▶ TASK TO CARRY OUT:
Copy the rows below word for word, beginning with the line that contains "Cam-trap alert: motion was detected. Identify yellow" and ending with the line that contains "37, 0, 80, 34", both included. Output only those lines.

▶ INPUT MATERIAL:
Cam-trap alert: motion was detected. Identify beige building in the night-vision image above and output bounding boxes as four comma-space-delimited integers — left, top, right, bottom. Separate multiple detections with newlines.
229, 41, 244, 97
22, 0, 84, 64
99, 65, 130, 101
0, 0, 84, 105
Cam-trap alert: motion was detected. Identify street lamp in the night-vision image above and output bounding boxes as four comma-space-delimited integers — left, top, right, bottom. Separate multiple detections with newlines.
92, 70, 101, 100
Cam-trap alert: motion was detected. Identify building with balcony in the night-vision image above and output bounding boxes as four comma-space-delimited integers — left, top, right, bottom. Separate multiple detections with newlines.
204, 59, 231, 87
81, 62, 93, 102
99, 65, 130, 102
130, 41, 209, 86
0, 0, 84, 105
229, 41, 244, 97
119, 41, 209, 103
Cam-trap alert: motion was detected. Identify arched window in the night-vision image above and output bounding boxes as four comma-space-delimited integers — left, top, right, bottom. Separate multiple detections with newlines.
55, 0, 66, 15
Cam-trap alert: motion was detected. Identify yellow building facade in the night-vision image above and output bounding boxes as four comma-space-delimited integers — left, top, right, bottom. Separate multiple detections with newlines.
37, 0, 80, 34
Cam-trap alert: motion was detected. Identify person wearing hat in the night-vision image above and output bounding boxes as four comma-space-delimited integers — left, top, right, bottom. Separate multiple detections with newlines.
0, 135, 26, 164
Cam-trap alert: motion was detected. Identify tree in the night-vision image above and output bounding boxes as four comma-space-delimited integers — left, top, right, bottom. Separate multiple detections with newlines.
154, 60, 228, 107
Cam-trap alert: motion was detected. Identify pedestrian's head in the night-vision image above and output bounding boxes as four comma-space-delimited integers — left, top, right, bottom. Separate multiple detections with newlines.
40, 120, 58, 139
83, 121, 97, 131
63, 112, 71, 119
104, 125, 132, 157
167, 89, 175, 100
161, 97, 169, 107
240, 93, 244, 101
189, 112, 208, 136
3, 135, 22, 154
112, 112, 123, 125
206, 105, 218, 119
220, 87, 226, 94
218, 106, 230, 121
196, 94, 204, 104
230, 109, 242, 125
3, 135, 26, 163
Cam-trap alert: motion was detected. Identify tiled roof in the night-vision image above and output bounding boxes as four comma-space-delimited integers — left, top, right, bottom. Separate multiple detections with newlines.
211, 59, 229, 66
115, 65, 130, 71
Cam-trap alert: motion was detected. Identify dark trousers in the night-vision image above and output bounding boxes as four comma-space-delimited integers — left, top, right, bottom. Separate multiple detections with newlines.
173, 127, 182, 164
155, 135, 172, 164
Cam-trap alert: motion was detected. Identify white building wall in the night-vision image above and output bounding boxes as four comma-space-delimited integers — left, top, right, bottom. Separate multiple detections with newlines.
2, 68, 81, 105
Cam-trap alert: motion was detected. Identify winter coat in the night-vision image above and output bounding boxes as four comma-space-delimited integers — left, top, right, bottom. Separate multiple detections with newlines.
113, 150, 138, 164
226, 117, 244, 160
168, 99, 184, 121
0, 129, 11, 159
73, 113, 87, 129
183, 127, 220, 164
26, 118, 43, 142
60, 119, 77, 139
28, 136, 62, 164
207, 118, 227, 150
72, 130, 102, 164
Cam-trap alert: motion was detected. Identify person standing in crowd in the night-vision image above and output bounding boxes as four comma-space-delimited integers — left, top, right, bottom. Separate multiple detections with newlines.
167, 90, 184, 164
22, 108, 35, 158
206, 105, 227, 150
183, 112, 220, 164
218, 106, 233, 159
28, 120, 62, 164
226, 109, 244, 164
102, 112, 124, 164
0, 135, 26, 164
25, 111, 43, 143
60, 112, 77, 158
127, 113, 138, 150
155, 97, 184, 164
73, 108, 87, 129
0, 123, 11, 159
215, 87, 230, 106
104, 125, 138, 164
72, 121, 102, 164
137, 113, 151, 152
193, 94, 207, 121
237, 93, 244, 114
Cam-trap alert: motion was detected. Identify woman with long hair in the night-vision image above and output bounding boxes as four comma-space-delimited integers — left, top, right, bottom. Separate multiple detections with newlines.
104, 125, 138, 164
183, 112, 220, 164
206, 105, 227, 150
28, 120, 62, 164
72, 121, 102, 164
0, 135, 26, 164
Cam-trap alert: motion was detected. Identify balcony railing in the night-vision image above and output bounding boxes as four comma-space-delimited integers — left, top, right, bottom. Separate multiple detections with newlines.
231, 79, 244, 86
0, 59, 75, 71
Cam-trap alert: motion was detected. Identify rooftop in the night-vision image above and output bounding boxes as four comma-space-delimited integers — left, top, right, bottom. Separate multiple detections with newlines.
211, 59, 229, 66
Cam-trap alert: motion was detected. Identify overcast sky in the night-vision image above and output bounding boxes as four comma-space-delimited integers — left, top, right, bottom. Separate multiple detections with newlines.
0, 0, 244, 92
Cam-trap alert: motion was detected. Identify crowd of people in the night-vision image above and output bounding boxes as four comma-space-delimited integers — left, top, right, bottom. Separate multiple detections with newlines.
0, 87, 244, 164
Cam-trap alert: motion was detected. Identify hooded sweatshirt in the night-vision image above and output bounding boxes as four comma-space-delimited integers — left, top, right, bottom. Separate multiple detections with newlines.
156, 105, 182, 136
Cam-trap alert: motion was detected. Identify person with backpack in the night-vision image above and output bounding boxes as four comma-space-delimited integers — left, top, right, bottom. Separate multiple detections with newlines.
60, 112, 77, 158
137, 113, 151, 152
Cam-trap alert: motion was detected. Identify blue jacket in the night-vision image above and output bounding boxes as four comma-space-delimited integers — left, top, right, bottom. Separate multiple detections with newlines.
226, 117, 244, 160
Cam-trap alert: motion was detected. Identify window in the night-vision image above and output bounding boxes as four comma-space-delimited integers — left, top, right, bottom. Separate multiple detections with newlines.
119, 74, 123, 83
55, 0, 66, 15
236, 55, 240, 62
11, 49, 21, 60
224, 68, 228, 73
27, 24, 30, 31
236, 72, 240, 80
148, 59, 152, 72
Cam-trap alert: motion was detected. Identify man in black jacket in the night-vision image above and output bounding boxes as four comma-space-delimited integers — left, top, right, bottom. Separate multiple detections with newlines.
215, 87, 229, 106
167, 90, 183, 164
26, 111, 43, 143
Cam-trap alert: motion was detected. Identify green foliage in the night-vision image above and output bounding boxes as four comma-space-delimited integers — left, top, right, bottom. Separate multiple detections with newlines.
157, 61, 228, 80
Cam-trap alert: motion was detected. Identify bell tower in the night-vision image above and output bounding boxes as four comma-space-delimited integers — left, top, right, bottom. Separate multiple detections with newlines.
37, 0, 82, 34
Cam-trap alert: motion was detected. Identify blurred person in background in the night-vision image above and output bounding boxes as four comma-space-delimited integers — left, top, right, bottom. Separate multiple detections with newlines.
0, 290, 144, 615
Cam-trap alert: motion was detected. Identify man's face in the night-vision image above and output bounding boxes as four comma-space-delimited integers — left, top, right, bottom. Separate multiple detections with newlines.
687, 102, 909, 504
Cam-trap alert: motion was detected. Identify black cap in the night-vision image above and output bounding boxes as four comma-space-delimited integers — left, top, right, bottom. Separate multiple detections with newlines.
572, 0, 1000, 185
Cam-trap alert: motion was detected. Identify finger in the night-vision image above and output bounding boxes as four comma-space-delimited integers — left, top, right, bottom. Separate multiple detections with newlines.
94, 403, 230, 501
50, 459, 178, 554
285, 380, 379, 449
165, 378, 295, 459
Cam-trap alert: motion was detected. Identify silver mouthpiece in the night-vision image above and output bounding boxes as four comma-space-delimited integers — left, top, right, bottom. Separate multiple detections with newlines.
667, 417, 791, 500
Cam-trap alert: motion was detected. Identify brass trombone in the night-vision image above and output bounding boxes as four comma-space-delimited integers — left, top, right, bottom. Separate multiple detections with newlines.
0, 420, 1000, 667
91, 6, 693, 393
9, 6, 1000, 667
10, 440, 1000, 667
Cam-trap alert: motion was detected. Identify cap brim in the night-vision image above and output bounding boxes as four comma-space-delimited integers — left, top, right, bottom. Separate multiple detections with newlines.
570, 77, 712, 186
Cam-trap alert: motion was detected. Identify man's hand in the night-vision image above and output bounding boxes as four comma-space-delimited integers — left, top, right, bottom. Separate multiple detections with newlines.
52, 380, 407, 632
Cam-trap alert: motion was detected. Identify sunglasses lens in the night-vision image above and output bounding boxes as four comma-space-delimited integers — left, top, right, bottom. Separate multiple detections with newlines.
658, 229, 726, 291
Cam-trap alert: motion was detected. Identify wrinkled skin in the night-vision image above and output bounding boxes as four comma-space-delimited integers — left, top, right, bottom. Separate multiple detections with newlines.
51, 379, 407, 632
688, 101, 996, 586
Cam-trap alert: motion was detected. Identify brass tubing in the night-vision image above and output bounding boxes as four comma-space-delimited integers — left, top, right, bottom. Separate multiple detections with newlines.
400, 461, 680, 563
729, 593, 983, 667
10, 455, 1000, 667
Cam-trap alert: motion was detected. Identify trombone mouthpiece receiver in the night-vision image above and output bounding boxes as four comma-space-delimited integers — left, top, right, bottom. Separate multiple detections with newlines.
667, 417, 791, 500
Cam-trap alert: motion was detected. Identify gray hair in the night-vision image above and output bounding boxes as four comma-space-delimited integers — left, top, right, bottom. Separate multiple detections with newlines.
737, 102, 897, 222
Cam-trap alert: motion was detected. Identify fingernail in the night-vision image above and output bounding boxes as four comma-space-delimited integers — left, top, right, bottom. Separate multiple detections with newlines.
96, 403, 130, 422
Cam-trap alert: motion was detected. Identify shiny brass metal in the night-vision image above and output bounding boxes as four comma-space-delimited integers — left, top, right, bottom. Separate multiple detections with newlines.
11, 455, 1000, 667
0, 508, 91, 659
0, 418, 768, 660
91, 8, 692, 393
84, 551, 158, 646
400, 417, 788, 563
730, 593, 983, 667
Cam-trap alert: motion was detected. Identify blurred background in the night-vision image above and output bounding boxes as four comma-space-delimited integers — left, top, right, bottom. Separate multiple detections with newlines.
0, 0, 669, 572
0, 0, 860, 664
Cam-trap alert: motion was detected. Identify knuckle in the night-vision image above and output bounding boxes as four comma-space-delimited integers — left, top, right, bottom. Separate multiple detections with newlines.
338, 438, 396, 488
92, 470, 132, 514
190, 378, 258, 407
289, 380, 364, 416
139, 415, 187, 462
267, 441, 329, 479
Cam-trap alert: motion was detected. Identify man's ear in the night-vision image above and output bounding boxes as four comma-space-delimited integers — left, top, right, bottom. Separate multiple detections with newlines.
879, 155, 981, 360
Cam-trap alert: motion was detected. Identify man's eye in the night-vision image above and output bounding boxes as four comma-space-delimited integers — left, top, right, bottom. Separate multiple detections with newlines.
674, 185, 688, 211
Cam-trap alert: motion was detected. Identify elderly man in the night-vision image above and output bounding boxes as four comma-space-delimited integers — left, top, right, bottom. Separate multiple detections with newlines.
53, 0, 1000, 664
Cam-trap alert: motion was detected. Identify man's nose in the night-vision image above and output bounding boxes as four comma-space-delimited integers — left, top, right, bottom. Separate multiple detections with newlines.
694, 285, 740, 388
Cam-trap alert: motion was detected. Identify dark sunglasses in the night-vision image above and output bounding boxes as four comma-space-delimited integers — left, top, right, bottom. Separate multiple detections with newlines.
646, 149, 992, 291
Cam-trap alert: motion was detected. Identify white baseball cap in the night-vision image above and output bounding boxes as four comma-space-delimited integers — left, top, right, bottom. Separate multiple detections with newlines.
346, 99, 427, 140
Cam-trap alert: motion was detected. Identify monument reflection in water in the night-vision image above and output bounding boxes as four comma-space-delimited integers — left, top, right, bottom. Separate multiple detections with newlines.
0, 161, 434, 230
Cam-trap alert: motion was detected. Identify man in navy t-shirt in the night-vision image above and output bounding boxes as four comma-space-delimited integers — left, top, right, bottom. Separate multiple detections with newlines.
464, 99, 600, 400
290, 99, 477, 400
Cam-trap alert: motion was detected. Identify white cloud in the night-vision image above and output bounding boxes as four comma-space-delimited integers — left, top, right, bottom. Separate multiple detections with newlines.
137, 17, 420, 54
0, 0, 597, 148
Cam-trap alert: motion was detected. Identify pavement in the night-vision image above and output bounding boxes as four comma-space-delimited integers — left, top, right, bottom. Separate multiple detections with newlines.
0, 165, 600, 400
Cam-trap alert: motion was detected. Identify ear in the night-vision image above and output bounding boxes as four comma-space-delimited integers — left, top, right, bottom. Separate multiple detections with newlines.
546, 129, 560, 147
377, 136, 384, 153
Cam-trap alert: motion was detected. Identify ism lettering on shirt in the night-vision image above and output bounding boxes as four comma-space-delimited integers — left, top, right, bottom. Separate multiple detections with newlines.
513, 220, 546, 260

▶ EXERCISE SOLUTION:
Cam-trap alert: motion was detected. Identify yellow building facade in the night-vision image above and output bounding boxes as four comma-space-delimited integers — left, top, right, bottom. Separate multiple detections with newlines.
37, 0, 80, 34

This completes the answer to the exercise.